§ What the exercise asks:
Gather every line in the entries below that contains the string "over". Case counts.

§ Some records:
◇ ◇ ◇ ◇ ◇ ◇ ◇

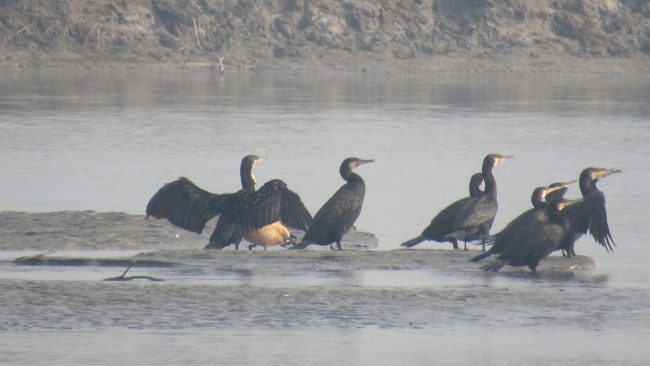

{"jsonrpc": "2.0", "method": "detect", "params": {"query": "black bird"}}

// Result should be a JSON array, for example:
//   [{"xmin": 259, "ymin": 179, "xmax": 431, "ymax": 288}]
[
  {"xmin": 147, "ymin": 155, "xmax": 311, "ymax": 249},
  {"xmin": 546, "ymin": 179, "xmax": 577, "ymax": 202},
  {"xmin": 481, "ymin": 199, "xmax": 578, "ymax": 273},
  {"xmin": 559, "ymin": 168, "xmax": 621, "ymax": 257},
  {"xmin": 470, "ymin": 183, "xmax": 567, "ymax": 262},
  {"xmin": 401, "ymin": 173, "xmax": 483, "ymax": 249},
  {"xmin": 447, "ymin": 154, "xmax": 512, "ymax": 250},
  {"xmin": 291, "ymin": 158, "xmax": 374, "ymax": 250}
]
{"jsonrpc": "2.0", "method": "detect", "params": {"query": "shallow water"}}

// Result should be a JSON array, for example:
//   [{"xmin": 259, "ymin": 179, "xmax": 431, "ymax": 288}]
[{"xmin": 0, "ymin": 70, "xmax": 650, "ymax": 364}]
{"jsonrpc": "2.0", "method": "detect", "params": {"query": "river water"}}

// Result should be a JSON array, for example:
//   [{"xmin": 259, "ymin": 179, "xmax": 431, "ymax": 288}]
[{"xmin": 0, "ymin": 70, "xmax": 650, "ymax": 365}]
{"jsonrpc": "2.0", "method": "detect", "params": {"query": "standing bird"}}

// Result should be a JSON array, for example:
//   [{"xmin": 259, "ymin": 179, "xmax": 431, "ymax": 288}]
[
  {"xmin": 401, "ymin": 173, "xmax": 483, "ymax": 249},
  {"xmin": 447, "ymin": 154, "xmax": 512, "ymax": 251},
  {"xmin": 470, "ymin": 183, "xmax": 567, "ymax": 262},
  {"xmin": 481, "ymin": 199, "xmax": 578, "ymax": 273},
  {"xmin": 147, "ymin": 155, "xmax": 311, "ymax": 249},
  {"xmin": 291, "ymin": 158, "xmax": 374, "ymax": 250},
  {"xmin": 559, "ymin": 168, "xmax": 621, "ymax": 257}
]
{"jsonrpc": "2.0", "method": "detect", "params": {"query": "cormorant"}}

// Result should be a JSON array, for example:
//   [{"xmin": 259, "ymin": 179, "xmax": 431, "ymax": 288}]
[
  {"xmin": 481, "ymin": 199, "xmax": 578, "ymax": 273},
  {"xmin": 447, "ymin": 154, "xmax": 512, "ymax": 250},
  {"xmin": 559, "ymin": 168, "xmax": 621, "ymax": 257},
  {"xmin": 147, "ymin": 155, "xmax": 312, "ymax": 249},
  {"xmin": 401, "ymin": 173, "xmax": 483, "ymax": 249},
  {"xmin": 291, "ymin": 158, "xmax": 374, "ymax": 250},
  {"xmin": 470, "ymin": 183, "xmax": 567, "ymax": 262}
]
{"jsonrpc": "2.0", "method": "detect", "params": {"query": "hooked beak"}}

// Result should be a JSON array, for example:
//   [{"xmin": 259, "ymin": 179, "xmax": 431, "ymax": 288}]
[
  {"xmin": 558, "ymin": 198, "xmax": 582, "ymax": 211},
  {"xmin": 354, "ymin": 159, "xmax": 375, "ymax": 168},
  {"xmin": 592, "ymin": 169, "xmax": 622, "ymax": 181},
  {"xmin": 494, "ymin": 155, "xmax": 515, "ymax": 166},
  {"xmin": 253, "ymin": 156, "xmax": 266, "ymax": 166},
  {"xmin": 542, "ymin": 185, "xmax": 566, "ymax": 198},
  {"xmin": 550, "ymin": 179, "xmax": 577, "ymax": 188}
]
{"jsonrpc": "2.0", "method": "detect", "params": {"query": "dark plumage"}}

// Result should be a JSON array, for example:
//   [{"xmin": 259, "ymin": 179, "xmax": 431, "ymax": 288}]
[
  {"xmin": 470, "ymin": 183, "xmax": 566, "ymax": 262},
  {"xmin": 401, "ymin": 173, "xmax": 483, "ymax": 249},
  {"xmin": 559, "ymin": 168, "xmax": 621, "ymax": 257},
  {"xmin": 291, "ymin": 158, "xmax": 374, "ymax": 250},
  {"xmin": 447, "ymin": 154, "xmax": 512, "ymax": 250},
  {"xmin": 481, "ymin": 200, "xmax": 577, "ymax": 272},
  {"xmin": 147, "ymin": 155, "xmax": 311, "ymax": 249}
]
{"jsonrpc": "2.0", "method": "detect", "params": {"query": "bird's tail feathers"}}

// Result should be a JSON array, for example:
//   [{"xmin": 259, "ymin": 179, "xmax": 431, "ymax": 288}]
[
  {"xmin": 470, "ymin": 250, "xmax": 492, "ymax": 262},
  {"xmin": 289, "ymin": 241, "xmax": 311, "ymax": 250},
  {"xmin": 481, "ymin": 258, "xmax": 508, "ymax": 272},
  {"xmin": 400, "ymin": 235, "xmax": 427, "ymax": 248}
]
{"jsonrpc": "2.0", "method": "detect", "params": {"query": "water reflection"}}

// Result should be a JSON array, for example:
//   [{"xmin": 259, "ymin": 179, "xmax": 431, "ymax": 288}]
[{"xmin": 0, "ymin": 70, "xmax": 650, "ymax": 117}]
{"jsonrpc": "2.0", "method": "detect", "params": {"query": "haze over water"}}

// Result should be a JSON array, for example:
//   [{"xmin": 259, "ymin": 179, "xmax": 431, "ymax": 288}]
[{"xmin": 0, "ymin": 71, "xmax": 650, "ymax": 364}]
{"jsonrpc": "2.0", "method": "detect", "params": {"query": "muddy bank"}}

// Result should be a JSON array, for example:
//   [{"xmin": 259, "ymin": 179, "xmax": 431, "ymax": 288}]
[
  {"xmin": 0, "ymin": 211, "xmax": 595, "ymax": 273},
  {"xmin": 0, "ymin": 0, "xmax": 650, "ymax": 73}
]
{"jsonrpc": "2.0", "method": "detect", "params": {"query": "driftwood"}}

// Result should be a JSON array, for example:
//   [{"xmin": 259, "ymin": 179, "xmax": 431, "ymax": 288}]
[{"xmin": 102, "ymin": 266, "xmax": 163, "ymax": 282}]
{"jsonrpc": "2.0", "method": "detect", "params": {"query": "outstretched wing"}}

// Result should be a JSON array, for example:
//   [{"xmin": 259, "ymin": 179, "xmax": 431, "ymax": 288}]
[
  {"xmin": 233, "ymin": 179, "xmax": 286, "ymax": 233},
  {"xmin": 562, "ymin": 191, "xmax": 616, "ymax": 252},
  {"xmin": 280, "ymin": 186, "xmax": 312, "ymax": 230},
  {"xmin": 147, "ymin": 177, "xmax": 230, "ymax": 234},
  {"xmin": 234, "ymin": 179, "xmax": 312, "ymax": 233},
  {"xmin": 454, "ymin": 195, "xmax": 498, "ymax": 230},
  {"xmin": 587, "ymin": 191, "xmax": 616, "ymax": 252}
]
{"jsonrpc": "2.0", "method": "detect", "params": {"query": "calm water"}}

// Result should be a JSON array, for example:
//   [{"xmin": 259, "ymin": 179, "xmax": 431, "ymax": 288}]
[{"xmin": 0, "ymin": 71, "xmax": 650, "ymax": 364}]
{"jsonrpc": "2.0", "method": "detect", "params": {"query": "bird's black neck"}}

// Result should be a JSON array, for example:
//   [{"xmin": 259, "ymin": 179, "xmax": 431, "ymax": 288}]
[
  {"xmin": 239, "ymin": 161, "xmax": 255, "ymax": 191},
  {"xmin": 481, "ymin": 159, "xmax": 497, "ymax": 196},
  {"xmin": 530, "ymin": 191, "xmax": 546, "ymax": 209},
  {"xmin": 341, "ymin": 170, "xmax": 366, "ymax": 185},
  {"xmin": 469, "ymin": 174, "xmax": 483, "ymax": 197},
  {"xmin": 580, "ymin": 176, "xmax": 598, "ymax": 197},
  {"xmin": 548, "ymin": 204, "xmax": 569, "ymax": 229}
]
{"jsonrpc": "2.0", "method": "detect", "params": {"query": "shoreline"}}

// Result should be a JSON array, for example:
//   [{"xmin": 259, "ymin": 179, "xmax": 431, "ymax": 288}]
[{"xmin": 0, "ymin": 55, "xmax": 650, "ymax": 75}]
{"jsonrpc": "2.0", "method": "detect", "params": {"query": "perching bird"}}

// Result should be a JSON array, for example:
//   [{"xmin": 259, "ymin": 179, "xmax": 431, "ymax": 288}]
[
  {"xmin": 291, "ymin": 158, "xmax": 374, "ymax": 250},
  {"xmin": 470, "ymin": 183, "xmax": 567, "ymax": 262},
  {"xmin": 481, "ymin": 199, "xmax": 578, "ymax": 273},
  {"xmin": 401, "ymin": 173, "xmax": 483, "ymax": 249},
  {"xmin": 147, "ymin": 155, "xmax": 312, "ymax": 249},
  {"xmin": 447, "ymin": 154, "xmax": 512, "ymax": 250},
  {"xmin": 559, "ymin": 168, "xmax": 621, "ymax": 257}
]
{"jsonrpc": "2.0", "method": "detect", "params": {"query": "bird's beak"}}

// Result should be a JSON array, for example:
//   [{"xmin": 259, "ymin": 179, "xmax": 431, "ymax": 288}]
[
  {"xmin": 253, "ymin": 156, "xmax": 266, "ymax": 166},
  {"xmin": 556, "ymin": 179, "xmax": 577, "ymax": 188},
  {"xmin": 354, "ymin": 159, "xmax": 375, "ymax": 168},
  {"xmin": 494, "ymin": 155, "xmax": 514, "ymax": 166},
  {"xmin": 542, "ymin": 185, "xmax": 566, "ymax": 197},
  {"xmin": 593, "ymin": 169, "xmax": 621, "ymax": 180},
  {"xmin": 558, "ymin": 198, "xmax": 582, "ymax": 211}
]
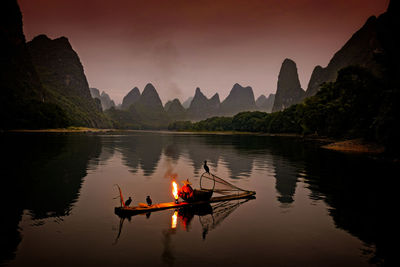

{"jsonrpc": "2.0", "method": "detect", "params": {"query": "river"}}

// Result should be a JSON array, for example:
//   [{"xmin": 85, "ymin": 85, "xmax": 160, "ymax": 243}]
[{"xmin": 0, "ymin": 132, "xmax": 390, "ymax": 266}]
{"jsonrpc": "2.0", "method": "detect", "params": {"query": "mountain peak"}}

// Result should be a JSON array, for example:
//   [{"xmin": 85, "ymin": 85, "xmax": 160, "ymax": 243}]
[
  {"xmin": 272, "ymin": 58, "xmax": 305, "ymax": 112},
  {"xmin": 221, "ymin": 83, "xmax": 256, "ymax": 115},
  {"xmin": 121, "ymin": 86, "xmax": 140, "ymax": 109}
]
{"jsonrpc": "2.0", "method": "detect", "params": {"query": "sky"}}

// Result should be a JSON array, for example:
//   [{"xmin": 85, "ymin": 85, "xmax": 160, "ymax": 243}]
[{"xmin": 18, "ymin": 0, "xmax": 389, "ymax": 103}]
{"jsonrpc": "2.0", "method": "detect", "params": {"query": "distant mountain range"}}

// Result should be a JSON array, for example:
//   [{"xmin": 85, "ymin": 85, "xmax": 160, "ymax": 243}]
[
  {"xmin": 0, "ymin": 0, "xmax": 400, "ymax": 129},
  {"xmin": 89, "ymin": 88, "xmax": 115, "ymax": 111}
]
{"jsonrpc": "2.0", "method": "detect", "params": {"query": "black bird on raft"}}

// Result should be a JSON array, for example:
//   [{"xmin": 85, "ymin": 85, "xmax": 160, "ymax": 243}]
[
  {"xmin": 203, "ymin": 160, "xmax": 210, "ymax": 173},
  {"xmin": 146, "ymin": 196, "xmax": 153, "ymax": 206},
  {"xmin": 125, "ymin": 197, "xmax": 132, "ymax": 206}
]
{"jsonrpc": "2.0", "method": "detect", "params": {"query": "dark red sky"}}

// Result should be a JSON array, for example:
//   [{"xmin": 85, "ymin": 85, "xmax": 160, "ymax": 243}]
[{"xmin": 18, "ymin": 0, "xmax": 389, "ymax": 102}]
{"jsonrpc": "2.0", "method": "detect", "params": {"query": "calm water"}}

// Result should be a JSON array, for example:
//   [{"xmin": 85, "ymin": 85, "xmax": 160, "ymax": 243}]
[{"xmin": 0, "ymin": 133, "xmax": 392, "ymax": 266}]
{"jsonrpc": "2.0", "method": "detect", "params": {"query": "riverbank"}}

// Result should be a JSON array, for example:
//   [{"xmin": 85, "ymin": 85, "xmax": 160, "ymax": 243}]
[
  {"xmin": 321, "ymin": 139, "xmax": 385, "ymax": 154},
  {"xmin": 4, "ymin": 127, "xmax": 385, "ymax": 154},
  {"xmin": 8, "ymin": 127, "xmax": 114, "ymax": 133}
]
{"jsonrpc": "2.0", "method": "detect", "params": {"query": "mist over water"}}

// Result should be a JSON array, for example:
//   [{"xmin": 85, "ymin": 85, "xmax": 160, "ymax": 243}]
[{"xmin": 0, "ymin": 132, "xmax": 399, "ymax": 266}]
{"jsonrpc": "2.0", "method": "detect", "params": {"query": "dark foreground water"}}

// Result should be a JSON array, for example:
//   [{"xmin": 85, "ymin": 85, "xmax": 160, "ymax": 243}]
[{"xmin": 0, "ymin": 133, "xmax": 399, "ymax": 266}]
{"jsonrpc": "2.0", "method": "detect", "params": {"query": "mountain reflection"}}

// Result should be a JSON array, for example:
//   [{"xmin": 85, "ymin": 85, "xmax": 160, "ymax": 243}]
[
  {"xmin": 0, "ymin": 133, "xmax": 388, "ymax": 265},
  {"xmin": 0, "ymin": 134, "xmax": 101, "ymax": 264}
]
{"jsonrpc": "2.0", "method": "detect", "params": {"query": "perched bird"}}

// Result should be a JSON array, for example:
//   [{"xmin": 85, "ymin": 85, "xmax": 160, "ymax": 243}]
[
  {"xmin": 203, "ymin": 160, "xmax": 210, "ymax": 173},
  {"xmin": 146, "ymin": 196, "xmax": 153, "ymax": 206},
  {"xmin": 125, "ymin": 197, "xmax": 132, "ymax": 206}
]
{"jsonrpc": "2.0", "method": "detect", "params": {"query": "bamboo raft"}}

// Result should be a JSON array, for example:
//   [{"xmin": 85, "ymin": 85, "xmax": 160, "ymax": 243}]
[{"xmin": 114, "ymin": 191, "xmax": 256, "ymax": 216}]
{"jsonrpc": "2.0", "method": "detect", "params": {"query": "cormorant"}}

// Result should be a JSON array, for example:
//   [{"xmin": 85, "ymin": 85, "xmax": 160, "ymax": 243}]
[
  {"xmin": 146, "ymin": 196, "xmax": 153, "ymax": 206},
  {"xmin": 125, "ymin": 197, "xmax": 132, "ymax": 206},
  {"xmin": 203, "ymin": 160, "xmax": 210, "ymax": 173}
]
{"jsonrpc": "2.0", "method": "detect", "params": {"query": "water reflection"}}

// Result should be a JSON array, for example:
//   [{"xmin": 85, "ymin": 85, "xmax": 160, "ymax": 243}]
[
  {"xmin": 0, "ymin": 133, "xmax": 390, "ymax": 266},
  {"xmin": 0, "ymin": 134, "xmax": 101, "ymax": 263}
]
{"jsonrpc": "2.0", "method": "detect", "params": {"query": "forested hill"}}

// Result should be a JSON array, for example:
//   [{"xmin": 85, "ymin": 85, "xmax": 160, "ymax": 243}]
[{"xmin": 168, "ymin": 66, "xmax": 400, "ymax": 154}]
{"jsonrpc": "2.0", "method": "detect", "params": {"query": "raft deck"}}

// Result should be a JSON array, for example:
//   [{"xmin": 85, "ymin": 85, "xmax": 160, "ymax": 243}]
[{"xmin": 114, "ymin": 191, "xmax": 256, "ymax": 216}]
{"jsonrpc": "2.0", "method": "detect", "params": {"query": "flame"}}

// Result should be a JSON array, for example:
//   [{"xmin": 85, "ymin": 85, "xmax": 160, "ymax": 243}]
[
  {"xmin": 172, "ymin": 181, "xmax": 179, "ymax": 200},
  {"xmin": 171, "ymin": 211, "xmax": 178, "ymax": 229}
]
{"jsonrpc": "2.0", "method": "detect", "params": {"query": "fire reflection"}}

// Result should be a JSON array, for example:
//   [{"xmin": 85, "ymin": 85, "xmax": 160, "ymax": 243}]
[
  {"xmin": 172, "ymin": 181, "xmax": 179, "ymax": 202},
  {"xmin": 171, "ymin": 211, "xmax": 178, "ymax": 229}
]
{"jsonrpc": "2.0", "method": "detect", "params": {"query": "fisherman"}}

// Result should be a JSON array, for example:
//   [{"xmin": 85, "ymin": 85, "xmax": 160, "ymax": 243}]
[
  {"xmin": 178, "ymin": 179, "xmax": 193, "ymax": 200},
  {"xmin": 203, "ymin": 160, "xmax": 210, "ymax": 173},
  {"xmin": 146, "ymin": 196, "xmax": 153, "ymax": 206},
  {"xmin": 125, "ymin": 197, "xmax": 132, "ymax": 207}
]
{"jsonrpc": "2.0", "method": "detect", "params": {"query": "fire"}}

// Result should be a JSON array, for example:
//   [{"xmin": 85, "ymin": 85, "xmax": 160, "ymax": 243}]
[
  {"xmin": 172, "ymin": 181, "xmax": 179, "ymax": 200},
  {"xmin": 171, "ymin": 211, "xmax": 178, "ymax": 229}
]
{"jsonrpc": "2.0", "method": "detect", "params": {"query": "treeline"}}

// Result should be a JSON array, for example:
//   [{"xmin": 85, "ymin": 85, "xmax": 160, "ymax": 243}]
[{"xmin": 168, "ymin": 66, "xmax": 400, "ymax": 154}]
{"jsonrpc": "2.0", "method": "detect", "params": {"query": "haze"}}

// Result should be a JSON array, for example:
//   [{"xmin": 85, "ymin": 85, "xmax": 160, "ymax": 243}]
[{"xmin": 18, "ymin": 0, "xmax": 388, "ymax": 103}]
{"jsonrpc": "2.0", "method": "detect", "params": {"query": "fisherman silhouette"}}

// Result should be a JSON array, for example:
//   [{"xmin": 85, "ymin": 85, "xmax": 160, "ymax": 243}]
[
  {"xmin": 146, "ymin": 196, "xmax": 153, "ymax": 206},
  {"xmin": 203, "ymin": 160, "xmax": 210, "ymax": 173},
  {"xmin": 125, "ymin": 197, "xmax": 132, "ymax": 206}
]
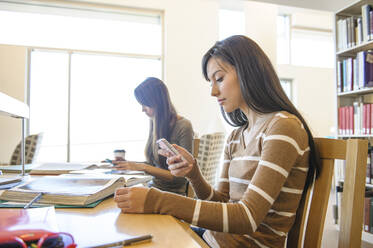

◇ ◇ ◇ ◇ ◇ ◇ ◇

§ Task output:
{"jsonrpc": "2.0", "method": "detect", "params": {"query": "haze over water"}}
{"jsonrpc": "2.0", "method": "detect", "params": {"query": "mist over water"}}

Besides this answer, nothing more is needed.